Extrait choisi
________________

D’abord ma rencontre avec Clotide Vu, directrice de collection chez Soleil de ces livres-accordéon. On avait déjà collaboré ensemble sur le livre Paroles de poilus dans lequel j’avais fait quelques pages ; je sortais de la création du film « Ni à vendre ni à louer » et j’avais envie de revenir un peu au livre avant le tournage du prochain. Ça m’intéressait de bosser sur un format un peu différent et après deux jours de réflexion, j’ai eu l’idée de faire une suite de tableaux avec d’un côté le jour, de l’autre la nuit….un peu le prolongement du thème du film « Ni à vendre ni à louer » qui faisait , non pas une autopsie du couple mais plutôt une analyse du couple à différents âges…Dans ce leporello on trouve un peu des clichés : du jeune couple où à la femme est enceinte jusqu’au couple dont l’histoire s’achève sur un meurtre et la séparation du couple âgé.

Le projet est donc parti de la forme du livre et non pas de la volonté de rendre hommage à un réalisateur précis…
C’est vrai que le film d’Hitchcock portait déjà cette thématique. Quand on regarde « Fenêtre sur cour », on voit quelqu’un qui est immobilisé , les jambes dans le plâtre, et qui commence à regarder derrière les fenêtres la vie des gens à portée de cour…il y a les célibataires qui se rencontrent , un jeune couple tout juste marié , un couple plus âgé jusqu’à, en effet, ce couple avec l’acteur Raymond Burr qui joue l’homme excédé qui tue sa femme. J’avais adoré le film et je me suis dit que j’allais faire d’une pierre deux coups en rendant hommage à son réalisateur, un peu à Jacques Tati aussi. En effet Hitchcock était anglais et il tournait aux États-Unis : les architectures du film sont plus anglo-saxonnes qu’européennes et du coup, quand j’ai commencé à réfléchir à mes façades , j’ai plutôt pensé à la maison de Mon oncle de Tati…Dans le film, il y a d’ailleurs une scène où l’on fait le portrait d’un personnage par petits bouts: d’abord on voit au travers d’une fenêtre la tête puis le tronc etc…ce leporello était donc une façon de lier ces deux influences dans ma formation de narrateur ; Tati pour sa poésie, Hitchcock pour son intelligence de mise en scène et sa malice. Comme il y a un peu de policier aussi, J’ai pensé aussi à Simenon qui a été pendant longtemps une de mes lectures de chevet : je n’en ai pas lu tant que ça puisque j’en ai lu 200 et quelques et qu’il en à écrit 500! ( rires) . Simenon a une analyse de l’humain qui me plait beaucoup, une vision un peu désespérée et en même temps qui n’est pas cynique; il y a juste quelque chose de triste dans la vision des personnages qu’il décrit mais une vraie justesse dans le détail et les motivations . Voilà, ce livre, c’est un peu le produit tout ça. Après c’est vrai que la création tient autant de l’adaptation que de la volonté personnelle…d’ailleurs la vie n’est qu’adaptation. C’était donc à moi de trouver, à partir de ce format imposé , comment en faire un livre qui me ressemblait et qui permettait de raconter quelque chose qui me tenait à cœur.

________________

Données enregistrées
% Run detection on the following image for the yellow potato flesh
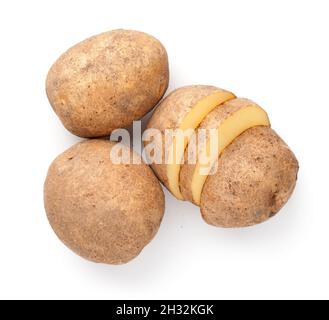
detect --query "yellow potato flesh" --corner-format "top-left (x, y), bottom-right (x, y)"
top-left (191, 105), bottom-right (270, 205)
top-left (167, 91), bottom-right (235, 200)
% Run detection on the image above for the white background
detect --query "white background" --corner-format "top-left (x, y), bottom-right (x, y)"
top-left (0, 0), bottom-right (329, 299)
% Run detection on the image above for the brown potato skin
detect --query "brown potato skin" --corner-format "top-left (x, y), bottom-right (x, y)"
top-left (46, 30), bottom-right (169, 138)
top-left (201, 127), bottom-right (299, 228)
top-left (44, 140), bottom-right (165, 264)
top-left (146, 85), bottom-right (223, 189)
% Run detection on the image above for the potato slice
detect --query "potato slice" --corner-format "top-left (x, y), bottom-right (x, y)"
top-left (201, 127), bottom-right (298, 228)
top-left (148, 86), bottom-right (235, 200)
top-left (180, 99), bottom-right (270, 205)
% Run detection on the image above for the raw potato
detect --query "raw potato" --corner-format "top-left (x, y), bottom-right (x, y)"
top-left (180, 98), bottom-right (270, 206)
top-left (46, 30), bottom-right (169, 138)
top-left (148, 86), bottom-right (235, 200)
top-left (44, 140), bottom-right (165, 264)
top-left (201, 127), bottom-right (298, 228)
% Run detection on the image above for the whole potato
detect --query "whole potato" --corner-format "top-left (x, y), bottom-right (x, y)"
top-left (201, 126), bottom-right (298, 228)
top-left (46, 30), bottom-right (169, 138)
top-left (44, 140), bottom-right (165, 264)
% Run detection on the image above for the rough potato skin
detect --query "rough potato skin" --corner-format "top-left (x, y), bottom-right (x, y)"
top-left (201, 127), bottom-right (298, 228)
top-left (179, 98), bottom-right (255, 203)
top-left (147, 85), bottom-right (224, 189)
top-left (44, 140), bottom-right (165, 264)
top-left (46, 30), bottom-right (169, 138)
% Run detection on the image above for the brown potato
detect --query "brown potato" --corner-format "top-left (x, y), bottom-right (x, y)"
top-left (46, 30), bottom-right (169, 138)
top-left (179, 98), bottom-right (270, 206)
top-left (201, 127), bottom-right (298, 228)
top-left (44, 140), bottom-right (165, 264)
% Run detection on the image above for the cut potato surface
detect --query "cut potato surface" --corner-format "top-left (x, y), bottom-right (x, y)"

________________

À faire
Transcrivez sans rien changer le passage de l'extrait sur le leporello qui va de « D’abord ma rencontre » à « du couple âgé. ». Les lignes n'ont aucun lien avec l'extrait.

Corrigé
D’abord ma rencontre avec Clotide Vu, directrice de collection chez Soleil de ces livres-accordéon. On avait déjà collaboré ensemble sur le livre Paroles de poilus dans lequel j’avais fait quelques pages ; je sortais de la création du film « Ni à vendre ni à louer » et j’avais envie de revenir un peu au livre avant le tournage du prochain. Ça m’intéressait de bosser sur un format un peu différent et après deux jours de réflexion, j’ai eu l’idée de faire une suite de tableaux avec d’un côté le jour, de l’autre la nuit….un peu le prolongement du thème du film « Ni à vendre ni à louer » qui faisait , non pas une autopsie du couple mais plutôt une analyse du couple à différents âges…Dans ce leporello on trouve un peu des clichés : du jeune couple où à la femme est enceinte jusqu’au couple dont l’histoire s’achève sur un meurtre et la séparation du couple âgé.